[Items from a labeling collection]
****************
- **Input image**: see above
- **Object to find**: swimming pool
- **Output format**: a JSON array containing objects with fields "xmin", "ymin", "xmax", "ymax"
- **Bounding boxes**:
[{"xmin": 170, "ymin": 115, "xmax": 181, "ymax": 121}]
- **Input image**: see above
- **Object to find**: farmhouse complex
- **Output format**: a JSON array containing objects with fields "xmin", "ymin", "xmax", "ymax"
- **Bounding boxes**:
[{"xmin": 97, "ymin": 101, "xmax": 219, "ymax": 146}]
****************
• Aim of the task:
Extract every line of the material above that contains the word "ymin".

• Result below:
- **Output format**: a JSON array containing objects with fields "xmin", "ymin", "xmax", "ymax"
[{"xmin": 170, "ymin": 115, "xmax": 181, "ymax": 121}]
- **Output format**: a JSON array containing objects with fields "xmin", "ymin", "xmax", "ymax"
[{"xmin": 97, "ymin": 101, "xmax": 219, "ymax": 146}]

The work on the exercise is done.